TASK> Take the line that contains "locate the dark" in the data below and each line after it, through the last, and repeat them unchanged.
Start of THE DATA
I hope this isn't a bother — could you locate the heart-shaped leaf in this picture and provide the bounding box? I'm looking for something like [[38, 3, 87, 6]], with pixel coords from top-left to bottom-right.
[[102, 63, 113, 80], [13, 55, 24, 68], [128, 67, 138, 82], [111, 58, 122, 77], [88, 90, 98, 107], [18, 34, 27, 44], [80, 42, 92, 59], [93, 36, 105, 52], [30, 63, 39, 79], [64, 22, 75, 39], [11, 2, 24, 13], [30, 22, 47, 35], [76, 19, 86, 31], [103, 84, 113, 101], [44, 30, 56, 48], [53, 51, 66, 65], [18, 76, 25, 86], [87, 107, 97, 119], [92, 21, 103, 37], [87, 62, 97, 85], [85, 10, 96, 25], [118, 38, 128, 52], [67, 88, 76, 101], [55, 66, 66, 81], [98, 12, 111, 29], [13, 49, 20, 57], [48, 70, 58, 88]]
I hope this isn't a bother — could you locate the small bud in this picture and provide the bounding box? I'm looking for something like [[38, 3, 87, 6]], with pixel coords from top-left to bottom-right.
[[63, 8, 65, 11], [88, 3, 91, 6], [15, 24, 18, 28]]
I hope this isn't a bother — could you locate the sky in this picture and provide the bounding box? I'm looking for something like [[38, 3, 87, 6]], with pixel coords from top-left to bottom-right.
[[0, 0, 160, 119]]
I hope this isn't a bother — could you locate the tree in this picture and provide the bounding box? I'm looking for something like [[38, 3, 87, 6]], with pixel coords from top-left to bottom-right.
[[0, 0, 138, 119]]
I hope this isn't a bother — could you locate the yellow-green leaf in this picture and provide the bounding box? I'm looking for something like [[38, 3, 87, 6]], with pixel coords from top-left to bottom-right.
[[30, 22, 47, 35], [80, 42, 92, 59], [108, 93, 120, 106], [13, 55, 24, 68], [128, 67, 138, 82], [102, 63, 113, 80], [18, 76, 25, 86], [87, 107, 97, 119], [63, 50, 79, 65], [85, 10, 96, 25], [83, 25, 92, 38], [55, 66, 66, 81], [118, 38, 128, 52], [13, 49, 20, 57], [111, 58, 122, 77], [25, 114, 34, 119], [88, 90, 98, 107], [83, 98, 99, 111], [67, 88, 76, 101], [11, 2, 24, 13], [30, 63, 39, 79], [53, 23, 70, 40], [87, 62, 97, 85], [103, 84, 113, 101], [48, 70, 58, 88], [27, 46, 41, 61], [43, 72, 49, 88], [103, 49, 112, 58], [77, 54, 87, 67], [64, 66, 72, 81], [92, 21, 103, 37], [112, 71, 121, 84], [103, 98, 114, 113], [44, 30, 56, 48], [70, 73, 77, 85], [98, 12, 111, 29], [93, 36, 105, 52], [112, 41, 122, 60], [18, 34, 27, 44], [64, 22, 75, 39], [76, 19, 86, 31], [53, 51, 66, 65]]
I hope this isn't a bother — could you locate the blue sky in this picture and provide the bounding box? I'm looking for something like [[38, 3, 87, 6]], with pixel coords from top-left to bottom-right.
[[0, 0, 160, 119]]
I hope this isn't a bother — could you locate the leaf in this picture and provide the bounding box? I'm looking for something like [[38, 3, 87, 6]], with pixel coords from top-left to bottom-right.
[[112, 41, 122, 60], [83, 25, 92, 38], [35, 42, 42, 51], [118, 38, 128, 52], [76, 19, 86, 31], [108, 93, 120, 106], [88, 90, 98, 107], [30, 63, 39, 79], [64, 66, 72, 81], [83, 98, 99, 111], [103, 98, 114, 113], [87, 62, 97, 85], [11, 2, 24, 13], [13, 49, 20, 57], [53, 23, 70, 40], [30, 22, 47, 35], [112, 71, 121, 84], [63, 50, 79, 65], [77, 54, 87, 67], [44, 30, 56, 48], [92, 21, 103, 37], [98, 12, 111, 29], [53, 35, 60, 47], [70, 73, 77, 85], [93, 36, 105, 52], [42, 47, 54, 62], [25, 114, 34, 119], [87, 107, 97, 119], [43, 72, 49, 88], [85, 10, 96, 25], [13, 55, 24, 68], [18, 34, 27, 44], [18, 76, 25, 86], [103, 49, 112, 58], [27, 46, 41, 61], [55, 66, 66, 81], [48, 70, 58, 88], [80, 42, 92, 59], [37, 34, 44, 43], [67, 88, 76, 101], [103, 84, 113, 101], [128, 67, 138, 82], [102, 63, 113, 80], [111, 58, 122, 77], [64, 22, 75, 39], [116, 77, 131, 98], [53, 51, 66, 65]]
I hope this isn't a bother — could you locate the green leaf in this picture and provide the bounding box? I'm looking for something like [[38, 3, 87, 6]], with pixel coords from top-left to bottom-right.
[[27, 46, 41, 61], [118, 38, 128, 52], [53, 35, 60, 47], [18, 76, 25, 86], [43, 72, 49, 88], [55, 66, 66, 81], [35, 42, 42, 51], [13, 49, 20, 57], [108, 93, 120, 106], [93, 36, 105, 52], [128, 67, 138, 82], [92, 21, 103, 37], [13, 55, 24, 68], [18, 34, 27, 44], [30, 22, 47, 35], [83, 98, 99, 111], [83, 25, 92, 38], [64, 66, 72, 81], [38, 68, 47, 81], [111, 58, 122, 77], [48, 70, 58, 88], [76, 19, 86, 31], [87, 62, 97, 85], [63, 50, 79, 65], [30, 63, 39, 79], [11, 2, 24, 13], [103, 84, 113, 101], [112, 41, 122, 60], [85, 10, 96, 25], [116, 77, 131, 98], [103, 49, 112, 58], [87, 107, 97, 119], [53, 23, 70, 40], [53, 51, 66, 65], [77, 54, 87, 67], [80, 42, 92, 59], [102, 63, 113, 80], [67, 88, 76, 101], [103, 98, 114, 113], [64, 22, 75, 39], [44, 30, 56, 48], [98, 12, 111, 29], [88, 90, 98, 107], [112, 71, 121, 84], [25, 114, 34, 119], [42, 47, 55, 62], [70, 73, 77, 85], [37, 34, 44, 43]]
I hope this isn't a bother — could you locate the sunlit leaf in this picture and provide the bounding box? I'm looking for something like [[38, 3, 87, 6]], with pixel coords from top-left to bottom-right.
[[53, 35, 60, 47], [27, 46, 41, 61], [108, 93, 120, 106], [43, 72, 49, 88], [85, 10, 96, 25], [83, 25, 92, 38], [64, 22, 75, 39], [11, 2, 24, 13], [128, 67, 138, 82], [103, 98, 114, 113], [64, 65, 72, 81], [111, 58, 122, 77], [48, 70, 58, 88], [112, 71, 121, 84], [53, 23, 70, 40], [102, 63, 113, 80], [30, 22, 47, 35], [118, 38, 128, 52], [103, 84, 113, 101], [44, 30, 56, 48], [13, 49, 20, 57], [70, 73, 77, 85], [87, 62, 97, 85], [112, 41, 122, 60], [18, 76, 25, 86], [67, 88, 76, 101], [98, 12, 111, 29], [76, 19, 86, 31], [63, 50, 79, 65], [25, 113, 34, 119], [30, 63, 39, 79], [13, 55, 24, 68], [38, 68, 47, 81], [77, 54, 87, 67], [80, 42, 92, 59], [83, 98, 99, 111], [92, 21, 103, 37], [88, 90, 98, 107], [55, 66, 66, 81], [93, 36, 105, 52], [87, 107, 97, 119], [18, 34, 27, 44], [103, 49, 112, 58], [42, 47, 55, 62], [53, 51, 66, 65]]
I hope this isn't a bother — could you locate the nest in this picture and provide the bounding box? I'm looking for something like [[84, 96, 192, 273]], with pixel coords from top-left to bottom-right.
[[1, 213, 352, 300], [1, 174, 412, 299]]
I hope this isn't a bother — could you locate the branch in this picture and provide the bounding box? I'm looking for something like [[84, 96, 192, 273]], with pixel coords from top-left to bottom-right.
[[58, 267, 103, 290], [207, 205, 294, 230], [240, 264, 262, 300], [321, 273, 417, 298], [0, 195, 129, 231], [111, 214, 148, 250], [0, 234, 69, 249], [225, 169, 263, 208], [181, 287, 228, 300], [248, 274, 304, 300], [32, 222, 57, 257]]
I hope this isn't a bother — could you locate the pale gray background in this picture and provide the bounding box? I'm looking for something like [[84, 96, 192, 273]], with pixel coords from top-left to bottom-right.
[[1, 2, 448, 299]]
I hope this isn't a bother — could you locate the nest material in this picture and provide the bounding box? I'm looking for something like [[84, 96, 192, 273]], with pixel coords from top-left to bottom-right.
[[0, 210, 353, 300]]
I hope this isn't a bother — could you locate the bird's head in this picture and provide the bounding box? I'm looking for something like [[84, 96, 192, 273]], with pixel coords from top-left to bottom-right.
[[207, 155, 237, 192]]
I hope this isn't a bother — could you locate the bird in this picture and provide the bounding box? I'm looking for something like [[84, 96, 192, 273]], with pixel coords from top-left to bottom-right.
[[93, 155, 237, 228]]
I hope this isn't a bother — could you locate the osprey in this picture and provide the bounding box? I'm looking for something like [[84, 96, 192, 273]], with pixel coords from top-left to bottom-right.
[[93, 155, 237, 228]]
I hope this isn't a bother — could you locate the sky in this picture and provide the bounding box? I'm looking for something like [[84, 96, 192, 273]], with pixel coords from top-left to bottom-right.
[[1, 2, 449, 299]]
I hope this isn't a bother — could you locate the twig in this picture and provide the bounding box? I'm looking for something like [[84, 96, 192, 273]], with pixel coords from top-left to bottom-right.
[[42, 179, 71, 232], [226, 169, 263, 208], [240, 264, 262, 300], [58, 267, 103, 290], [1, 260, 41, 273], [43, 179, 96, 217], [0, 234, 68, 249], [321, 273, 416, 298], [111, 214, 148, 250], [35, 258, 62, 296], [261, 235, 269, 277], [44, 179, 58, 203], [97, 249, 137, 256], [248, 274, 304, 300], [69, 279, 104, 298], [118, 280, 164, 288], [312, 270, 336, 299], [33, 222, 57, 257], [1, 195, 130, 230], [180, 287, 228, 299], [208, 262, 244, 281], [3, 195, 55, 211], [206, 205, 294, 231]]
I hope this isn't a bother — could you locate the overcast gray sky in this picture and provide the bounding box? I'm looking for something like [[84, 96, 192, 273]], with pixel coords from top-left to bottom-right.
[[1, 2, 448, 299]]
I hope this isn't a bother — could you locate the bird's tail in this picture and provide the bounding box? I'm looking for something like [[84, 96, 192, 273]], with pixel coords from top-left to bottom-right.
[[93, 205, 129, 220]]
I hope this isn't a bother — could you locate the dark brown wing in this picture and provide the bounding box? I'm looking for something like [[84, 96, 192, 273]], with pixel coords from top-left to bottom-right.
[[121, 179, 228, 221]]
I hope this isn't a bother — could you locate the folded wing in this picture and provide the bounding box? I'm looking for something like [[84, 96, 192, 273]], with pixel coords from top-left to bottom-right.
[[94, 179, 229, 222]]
End of THE DATA
THE COMPLETED TASK>
I hope this isn't a bother — could you locate the dark brown wing in this picture and provide the bounding box? I'm looking for something like [[84, 96, 192, 273]], with pixel coords from top-left to bottom-right.
[[121, 179, 228, 221]]
I hope this isn't a bother — could you locate the folded wing in this picture and provide the bounding box? I'm looking for something like [[84, 96, 192, 273]], with pixel coords from top-left to bottom-right.
[[94, 179, 229, 222]]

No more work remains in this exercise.